= Beginning of Section =

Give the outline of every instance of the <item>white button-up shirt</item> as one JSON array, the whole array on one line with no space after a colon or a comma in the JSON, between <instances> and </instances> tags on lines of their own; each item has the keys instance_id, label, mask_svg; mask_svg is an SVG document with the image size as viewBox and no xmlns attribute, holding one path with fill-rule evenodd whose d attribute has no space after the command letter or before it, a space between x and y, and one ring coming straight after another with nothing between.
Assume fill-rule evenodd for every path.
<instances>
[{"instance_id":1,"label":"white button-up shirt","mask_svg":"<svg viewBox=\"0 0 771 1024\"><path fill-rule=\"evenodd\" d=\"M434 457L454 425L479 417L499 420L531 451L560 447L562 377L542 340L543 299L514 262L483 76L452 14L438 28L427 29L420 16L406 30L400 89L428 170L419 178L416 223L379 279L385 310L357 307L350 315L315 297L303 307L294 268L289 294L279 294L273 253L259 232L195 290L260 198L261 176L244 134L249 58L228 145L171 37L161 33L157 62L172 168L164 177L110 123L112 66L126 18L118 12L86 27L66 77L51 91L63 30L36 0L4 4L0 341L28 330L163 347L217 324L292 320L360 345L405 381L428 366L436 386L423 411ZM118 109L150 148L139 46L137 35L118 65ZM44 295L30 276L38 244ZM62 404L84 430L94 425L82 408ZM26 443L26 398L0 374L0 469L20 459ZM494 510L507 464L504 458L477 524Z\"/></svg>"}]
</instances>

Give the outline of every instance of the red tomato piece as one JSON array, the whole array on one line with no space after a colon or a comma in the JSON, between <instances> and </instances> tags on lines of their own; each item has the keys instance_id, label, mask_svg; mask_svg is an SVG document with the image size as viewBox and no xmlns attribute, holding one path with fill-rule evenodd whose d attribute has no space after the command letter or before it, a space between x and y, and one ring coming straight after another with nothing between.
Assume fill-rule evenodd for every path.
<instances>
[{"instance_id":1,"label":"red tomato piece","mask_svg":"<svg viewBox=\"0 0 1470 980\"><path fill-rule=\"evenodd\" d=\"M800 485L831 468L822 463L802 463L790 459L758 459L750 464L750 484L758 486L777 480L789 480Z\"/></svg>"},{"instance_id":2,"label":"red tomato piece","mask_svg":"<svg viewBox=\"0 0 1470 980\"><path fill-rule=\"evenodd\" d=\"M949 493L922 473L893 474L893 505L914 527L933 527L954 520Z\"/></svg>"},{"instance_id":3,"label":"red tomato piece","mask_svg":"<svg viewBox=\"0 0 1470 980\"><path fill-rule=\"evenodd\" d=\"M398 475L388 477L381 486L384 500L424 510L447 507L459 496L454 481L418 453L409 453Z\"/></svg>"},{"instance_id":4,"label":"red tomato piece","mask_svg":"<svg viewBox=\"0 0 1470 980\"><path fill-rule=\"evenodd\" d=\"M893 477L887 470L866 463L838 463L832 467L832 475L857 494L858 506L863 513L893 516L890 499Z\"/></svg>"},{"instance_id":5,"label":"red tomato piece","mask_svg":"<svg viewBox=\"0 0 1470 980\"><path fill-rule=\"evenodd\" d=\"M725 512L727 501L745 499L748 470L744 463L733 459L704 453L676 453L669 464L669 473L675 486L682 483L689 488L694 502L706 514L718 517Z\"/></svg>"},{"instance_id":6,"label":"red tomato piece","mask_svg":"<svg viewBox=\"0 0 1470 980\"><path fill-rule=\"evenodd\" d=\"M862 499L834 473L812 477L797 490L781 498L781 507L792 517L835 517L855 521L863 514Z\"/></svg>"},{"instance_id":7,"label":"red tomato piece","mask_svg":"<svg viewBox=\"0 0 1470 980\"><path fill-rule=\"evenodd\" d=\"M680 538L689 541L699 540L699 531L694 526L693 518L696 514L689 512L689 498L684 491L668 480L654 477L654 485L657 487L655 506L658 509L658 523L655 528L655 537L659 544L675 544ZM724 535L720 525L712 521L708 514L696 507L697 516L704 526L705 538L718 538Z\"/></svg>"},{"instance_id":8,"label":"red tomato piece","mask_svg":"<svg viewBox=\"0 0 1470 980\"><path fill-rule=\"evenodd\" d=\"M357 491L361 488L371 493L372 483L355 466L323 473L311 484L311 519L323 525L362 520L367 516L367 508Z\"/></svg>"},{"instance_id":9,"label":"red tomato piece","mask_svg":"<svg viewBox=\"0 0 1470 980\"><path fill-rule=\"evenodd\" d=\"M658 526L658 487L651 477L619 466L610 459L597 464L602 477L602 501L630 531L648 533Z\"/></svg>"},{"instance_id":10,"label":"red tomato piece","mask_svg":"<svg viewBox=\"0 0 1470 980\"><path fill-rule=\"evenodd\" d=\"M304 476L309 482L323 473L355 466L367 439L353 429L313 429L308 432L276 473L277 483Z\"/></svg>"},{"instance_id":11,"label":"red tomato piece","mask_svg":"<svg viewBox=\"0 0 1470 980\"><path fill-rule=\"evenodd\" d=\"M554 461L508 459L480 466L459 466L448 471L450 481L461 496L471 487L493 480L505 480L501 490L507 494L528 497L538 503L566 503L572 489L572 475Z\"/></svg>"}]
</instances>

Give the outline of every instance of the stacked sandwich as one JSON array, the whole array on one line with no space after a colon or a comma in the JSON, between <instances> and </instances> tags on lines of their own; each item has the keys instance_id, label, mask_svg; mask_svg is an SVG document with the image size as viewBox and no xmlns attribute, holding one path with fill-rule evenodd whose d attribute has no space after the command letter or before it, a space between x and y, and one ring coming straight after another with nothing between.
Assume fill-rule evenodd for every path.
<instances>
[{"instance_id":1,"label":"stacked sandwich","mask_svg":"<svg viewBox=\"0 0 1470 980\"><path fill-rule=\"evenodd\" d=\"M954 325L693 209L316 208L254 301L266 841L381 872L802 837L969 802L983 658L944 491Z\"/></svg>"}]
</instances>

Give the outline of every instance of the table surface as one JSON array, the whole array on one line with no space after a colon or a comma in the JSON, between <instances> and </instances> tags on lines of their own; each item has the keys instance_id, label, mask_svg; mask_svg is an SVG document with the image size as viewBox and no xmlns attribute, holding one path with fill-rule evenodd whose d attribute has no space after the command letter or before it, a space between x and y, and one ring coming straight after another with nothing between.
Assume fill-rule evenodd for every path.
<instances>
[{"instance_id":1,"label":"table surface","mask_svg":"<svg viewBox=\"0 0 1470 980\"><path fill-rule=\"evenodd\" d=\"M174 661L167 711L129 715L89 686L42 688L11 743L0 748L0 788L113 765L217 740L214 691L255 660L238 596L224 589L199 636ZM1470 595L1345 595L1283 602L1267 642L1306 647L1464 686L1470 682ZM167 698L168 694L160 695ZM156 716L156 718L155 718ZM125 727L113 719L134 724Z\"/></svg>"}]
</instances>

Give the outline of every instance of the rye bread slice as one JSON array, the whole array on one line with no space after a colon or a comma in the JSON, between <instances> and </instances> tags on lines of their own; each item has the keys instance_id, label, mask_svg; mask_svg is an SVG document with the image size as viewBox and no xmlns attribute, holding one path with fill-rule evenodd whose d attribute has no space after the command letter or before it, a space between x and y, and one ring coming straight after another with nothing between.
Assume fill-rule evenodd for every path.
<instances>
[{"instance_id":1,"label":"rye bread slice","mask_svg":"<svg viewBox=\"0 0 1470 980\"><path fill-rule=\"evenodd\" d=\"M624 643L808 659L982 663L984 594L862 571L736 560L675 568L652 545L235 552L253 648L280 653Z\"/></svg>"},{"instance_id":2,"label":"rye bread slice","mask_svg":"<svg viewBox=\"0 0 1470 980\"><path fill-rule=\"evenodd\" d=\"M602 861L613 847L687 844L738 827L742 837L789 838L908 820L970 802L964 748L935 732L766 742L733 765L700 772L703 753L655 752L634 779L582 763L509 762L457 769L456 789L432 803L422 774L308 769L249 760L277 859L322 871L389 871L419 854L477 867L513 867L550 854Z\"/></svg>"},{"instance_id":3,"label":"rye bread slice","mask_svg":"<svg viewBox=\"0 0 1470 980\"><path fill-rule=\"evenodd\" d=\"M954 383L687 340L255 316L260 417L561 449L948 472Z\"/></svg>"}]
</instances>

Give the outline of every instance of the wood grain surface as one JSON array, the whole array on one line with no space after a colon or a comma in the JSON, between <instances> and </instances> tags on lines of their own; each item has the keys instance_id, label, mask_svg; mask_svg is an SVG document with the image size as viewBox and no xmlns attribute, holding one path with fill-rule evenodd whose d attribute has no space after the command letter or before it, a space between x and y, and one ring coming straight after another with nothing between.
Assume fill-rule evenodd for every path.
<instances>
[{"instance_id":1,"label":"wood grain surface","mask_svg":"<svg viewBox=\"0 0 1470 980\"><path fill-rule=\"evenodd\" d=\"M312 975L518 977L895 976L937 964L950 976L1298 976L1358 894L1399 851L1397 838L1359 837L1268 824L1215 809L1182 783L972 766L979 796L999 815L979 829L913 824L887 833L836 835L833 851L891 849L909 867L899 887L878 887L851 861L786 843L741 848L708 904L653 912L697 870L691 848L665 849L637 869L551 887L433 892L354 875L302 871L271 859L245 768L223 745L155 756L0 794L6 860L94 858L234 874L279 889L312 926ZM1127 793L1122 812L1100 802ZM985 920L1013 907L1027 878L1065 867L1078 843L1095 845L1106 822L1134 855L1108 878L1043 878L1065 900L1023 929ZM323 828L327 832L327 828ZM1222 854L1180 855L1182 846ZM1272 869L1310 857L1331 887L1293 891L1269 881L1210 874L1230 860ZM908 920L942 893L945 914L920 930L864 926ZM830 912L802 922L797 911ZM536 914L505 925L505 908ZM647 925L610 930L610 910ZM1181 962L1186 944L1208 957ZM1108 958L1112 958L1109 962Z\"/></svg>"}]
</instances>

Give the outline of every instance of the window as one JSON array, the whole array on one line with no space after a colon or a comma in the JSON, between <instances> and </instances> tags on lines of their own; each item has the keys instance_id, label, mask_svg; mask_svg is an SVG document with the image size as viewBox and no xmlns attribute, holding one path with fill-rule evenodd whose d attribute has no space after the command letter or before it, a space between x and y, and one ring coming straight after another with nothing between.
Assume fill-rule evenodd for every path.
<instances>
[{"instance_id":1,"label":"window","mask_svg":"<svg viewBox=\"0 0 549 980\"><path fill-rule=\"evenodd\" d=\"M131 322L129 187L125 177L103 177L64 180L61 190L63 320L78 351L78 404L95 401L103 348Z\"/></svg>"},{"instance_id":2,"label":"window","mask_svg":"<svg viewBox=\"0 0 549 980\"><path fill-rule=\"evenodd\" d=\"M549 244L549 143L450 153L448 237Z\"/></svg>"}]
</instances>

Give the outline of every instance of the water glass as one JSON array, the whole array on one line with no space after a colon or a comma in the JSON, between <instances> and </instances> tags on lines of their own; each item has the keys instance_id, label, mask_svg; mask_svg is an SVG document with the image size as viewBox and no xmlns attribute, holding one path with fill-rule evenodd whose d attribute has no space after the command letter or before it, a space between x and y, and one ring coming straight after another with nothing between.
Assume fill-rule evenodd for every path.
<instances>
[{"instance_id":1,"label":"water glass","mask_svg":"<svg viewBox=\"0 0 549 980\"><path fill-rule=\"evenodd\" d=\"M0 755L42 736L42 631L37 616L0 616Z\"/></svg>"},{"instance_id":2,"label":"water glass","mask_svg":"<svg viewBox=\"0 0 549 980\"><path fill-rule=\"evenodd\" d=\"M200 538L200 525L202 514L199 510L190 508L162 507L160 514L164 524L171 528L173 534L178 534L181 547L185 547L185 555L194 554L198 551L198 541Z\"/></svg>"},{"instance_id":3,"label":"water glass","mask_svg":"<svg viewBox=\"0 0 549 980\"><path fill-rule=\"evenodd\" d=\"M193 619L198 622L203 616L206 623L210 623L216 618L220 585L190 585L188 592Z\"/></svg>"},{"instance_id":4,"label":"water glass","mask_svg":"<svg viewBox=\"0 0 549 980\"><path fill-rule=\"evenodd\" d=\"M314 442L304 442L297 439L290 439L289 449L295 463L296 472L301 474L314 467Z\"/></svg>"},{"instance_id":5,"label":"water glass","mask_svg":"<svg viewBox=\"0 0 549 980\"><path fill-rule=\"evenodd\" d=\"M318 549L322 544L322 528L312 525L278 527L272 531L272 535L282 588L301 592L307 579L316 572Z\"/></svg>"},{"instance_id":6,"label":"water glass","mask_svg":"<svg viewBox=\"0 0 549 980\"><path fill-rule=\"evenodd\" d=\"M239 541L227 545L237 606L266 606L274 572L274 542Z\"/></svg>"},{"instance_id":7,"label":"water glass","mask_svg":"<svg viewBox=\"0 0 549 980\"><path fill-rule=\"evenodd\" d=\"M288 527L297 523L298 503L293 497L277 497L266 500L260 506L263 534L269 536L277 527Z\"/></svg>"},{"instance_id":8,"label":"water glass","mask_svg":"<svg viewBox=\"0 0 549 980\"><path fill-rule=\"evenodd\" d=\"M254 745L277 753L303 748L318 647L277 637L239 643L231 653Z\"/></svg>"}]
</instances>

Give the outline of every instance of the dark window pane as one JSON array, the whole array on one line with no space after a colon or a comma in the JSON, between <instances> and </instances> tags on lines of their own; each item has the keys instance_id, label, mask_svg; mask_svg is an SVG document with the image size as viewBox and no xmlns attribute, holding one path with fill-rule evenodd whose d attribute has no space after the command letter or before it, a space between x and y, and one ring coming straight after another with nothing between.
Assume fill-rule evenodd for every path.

= End of Section =

WHAT TO PRODUCE >>
Return only the lines running from the line with "Give the outline of every instance of the dark" to the last line of the records, both included, exactly as written.

RESPONSE BELOW >>
Give the outline of every instance of the dark window pane as one JSON array, the whole array on one line with no space after a colon or a comma in the JSON, between <instances> and </instances> tags on lines of their own; each item has the keys instance_id, label, mask_svg; mask_svg is an SVG document with the image size as viewBox and no xmlns attribute, holding one path with fill-rule evenodd whose d attribute has no space after the command letter or before it, a space between x and y, and one ring coming straight after another with nothing between.
Assume fill-rule evenodd for every path.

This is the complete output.